TASK TO CARRY OUT: Lay out every line of the entries below as a Markdown table with the columns Row and Line. Number the rows from 1 and skip blank lines.

Raw entries:
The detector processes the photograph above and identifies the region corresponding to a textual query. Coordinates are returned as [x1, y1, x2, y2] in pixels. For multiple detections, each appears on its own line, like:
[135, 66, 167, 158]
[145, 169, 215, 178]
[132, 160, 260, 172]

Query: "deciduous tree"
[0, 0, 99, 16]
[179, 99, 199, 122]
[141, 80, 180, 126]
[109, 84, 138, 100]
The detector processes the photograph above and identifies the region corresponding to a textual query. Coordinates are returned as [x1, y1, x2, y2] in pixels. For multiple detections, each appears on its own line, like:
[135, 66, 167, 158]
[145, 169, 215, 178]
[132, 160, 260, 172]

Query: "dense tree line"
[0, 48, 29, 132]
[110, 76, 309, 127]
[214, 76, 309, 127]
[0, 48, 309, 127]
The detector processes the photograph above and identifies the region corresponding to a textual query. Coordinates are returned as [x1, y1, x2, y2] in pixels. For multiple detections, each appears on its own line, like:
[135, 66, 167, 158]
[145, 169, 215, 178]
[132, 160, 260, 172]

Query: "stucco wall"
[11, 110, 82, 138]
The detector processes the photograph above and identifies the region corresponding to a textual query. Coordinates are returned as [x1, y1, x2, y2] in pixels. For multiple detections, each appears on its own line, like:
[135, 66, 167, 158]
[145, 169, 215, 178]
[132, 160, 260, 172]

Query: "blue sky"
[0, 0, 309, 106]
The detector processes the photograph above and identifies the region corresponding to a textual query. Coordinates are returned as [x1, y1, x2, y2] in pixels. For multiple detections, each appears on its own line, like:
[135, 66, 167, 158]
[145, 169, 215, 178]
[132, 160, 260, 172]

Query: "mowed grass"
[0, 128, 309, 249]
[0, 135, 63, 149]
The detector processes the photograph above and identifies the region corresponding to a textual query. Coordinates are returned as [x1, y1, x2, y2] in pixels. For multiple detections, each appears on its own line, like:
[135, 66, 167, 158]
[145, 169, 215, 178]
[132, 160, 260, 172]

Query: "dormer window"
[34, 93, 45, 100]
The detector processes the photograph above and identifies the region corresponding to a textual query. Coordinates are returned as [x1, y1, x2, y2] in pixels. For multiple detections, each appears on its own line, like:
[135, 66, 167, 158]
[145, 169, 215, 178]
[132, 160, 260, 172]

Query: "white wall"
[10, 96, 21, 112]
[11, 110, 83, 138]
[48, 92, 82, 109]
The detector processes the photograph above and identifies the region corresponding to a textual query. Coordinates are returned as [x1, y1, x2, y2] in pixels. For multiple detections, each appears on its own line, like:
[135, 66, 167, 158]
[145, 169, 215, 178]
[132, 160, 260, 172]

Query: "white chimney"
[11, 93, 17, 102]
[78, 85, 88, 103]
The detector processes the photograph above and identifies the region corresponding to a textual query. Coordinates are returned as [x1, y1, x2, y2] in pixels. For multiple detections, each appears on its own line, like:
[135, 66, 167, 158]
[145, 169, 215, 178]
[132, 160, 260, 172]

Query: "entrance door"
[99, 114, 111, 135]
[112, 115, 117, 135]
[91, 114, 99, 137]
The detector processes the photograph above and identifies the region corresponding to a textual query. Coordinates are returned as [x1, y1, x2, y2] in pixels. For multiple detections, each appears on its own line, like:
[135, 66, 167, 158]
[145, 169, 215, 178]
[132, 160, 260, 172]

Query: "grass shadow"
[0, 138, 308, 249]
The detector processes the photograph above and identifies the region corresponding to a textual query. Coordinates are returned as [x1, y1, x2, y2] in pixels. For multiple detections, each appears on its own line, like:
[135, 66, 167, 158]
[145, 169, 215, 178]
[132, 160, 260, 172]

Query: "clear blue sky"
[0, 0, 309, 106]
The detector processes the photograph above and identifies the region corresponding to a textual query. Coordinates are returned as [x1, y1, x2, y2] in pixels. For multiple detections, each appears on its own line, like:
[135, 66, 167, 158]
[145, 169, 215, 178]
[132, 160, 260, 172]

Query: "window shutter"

OUTPUT:
| Row | Line |
|---|---|
| 1 | The detector processes the photograph above and identifies the region corresponding to a textual query. Coordinates are returned as [x1, y1, x2, y2] in pixels. For multiple detections, each appears on its own line, like: |
| 2 | [135, 66, 167, 158] |
| 3 | [145, 169, 215, 178] |
| 4 | [132, 160, 260, 172] |
| 5 | Query: "deciduous tree" |
| 6 | [0, 0, 99, 16] |
| 7 | [179, 99, 199, 122] |
| 8 | [141, 80, 180, 126] |
| 9 | [109, 84, 138, 100] |
| 10 | The detector processes the photograph above and identifies the region corresponding to a textual query. Coordinates are returned as [x1, y1, x2, y2] in pixels. For multiple detections, each appears on its own line, like: |
| 11 | [135, 66, 167, 158] |
| 12 | [145, 169, 215, 178] |
| 13 | [132, 160, 260, 172] |
| 14 | Query: "dense tree line" |
| 15 | [0, 48, 29, 132] |
| 16 | [110, 76, 309, 127] |
| 17 | [214, 76, 309, 127] |
| 18 | [0, 48, 309, 127] |
| 19 | The detector processes the photograph above and identifies the region corresponding to a textual query. Coordinates are returned as [x1, y1, x2, y2] in pixels. For multiple detections, each appears on its own line, like: |
| 20 | [135, 66, 167, 158] |
| 21 | [145, 169, 215, 178] |
| 22 | [132, 160, 260, 172] |
| 23 | Query: "stucco wall" |
| 24 | [11, 110, 82, 138] |
| 25 | The detector processes the photograph above and identifies the region corresponding to a textual query. Coordinates are returned as [x1, y1, x2, y2] in pixels. For multiple detections, each appears on its own line, like: |
| 26 | [135, 66, 167, 158] |
| 27 | [145, 169, 215, 178] |
| 28 | [132, 160, 260, 172] |
| 29 | Query: "blue sky" |
| 30 | [0, 0, 309, 106] |
| 31 | The detector processes the photograph above and identifies the region corresponding to a textual query. Coordinates are returned as [x1, y1, x2, y2] in pixels. For multiple detections, each appears on its own line, like: |
| 32 | [135, 66, 167, 158] |
| 33 | [145, 169, 215, 178] |
| 34 | [132, 160, 260, 172] |
| 35 | Query: "mowed grass" |
| 36 | [0, 128, 309, 249] |
| 37 | [0, 135, 63, 149] |
| 38 | The detector processes the photograph above and identifies the region corresponding to a textual query. Coordinates are returned as [x1, y1, x2, y2] in pixels. For multiple detections, each appears on its own line, like: |
| 39 | [135, 66, 167, 158] |
| 40 | [145, 169, 215, 178] |
| 41 | [132, 160, 260, 172] |
| 42 | Query: "dormer window" |
| 43 | [34, 93, 45, 100] |
| 44 | The detector processes the photograph above and identifies the region corresponding to a textual query. Coordinates are returned as [x1, y1, x2, y2] in pixels. For multiple detections, each appears on its own line, like: |
| 45 | [135, 66, 167, 158] |
| 46 | [145, 169, 215, 178] |
| 47 | [132, 160, 260, 172] |
| 48 | Query: "white wall" |
| 49 | [10, 96, 21, 112] |
| 50 | [11, 110, 83, 138] |
| 51 | [48, 92, 82, 109] |
| 52 | The detector processes the photograph above and identifies the region corresponding to a textual query. Coordinates are returned as [x1, y1, x2, y2] in pixels. For multiple detections, each appears on its own line, like: |
| 53 | [135, 66, 167, 158] |
| 54 | [145, 169, 215, 178] |
| 55 | [132, 160, 260, 172] |
| 56 | Query: "white chimney" |
| 57 | [11, 93, 17, 102] |
| 58 | [78, 85, 88, 103] |
| 59 | The detector processes the photograph above and identifies the region corresponding to a textual query. Coordinates are returned as [x1, y1, x2, y2] in pixels. For multiple detections, each appears on its own line, like: |
| 60 | [135, 66, 167, 158] |
| 61 | [145, 169, 215, 178] |
| 62 | [132, 160, 260, 172] |
| 63 | Query: "entrance door" |
| 64 | [99, 114, 111, 135] |
| 65 | [112, 115, 117, 135] |
| 66 | [91, 114, 99, 137] |
| 67 | The detector processes the photograph above and identifies the region corresponding to a textual query. Coordinates are returned as [x1, y1, x2, y2] in pixels. For multiple detections, each appears on its own line, like: |
| 68 | [135, 66, 167, 158] |
| 69 | [145, 169, 215, 178] |
| 70 | [132, 160, 260, 172] |
| 71 | Query: "grass shadow" |
| 72 | [0, 138, 308, 249] |
| 73 | The detector processes the photograph above and identifies the region corresponding to a textual query. Coordinates are returned as [x1, y1, x2, y2] in pixels. For multiple detections, each appears on its own line, like: |
| 74 | [135, 66, 167, 158] |
| 75 | [145, 169, 215, 178] |
| 76 | [132, 160, 260, 172] |
| 77 | Query: "clear blue sky" |
| 78 | [0, 0, 309, 106] |
| 79 | The detector processes the photograph above and identifies the region corresponding to a textual query. Coordinates are returned as [x1, y1, x2, y2] in pixels. For multiple detections, each appears on its own line, like: |
| 80 | [135, 66, 167, 158] |
| 81 | [145, 169, 215, 178] |
| 82 | [132, 160, 260, 172] |
| 83 | Query: "window shutter" |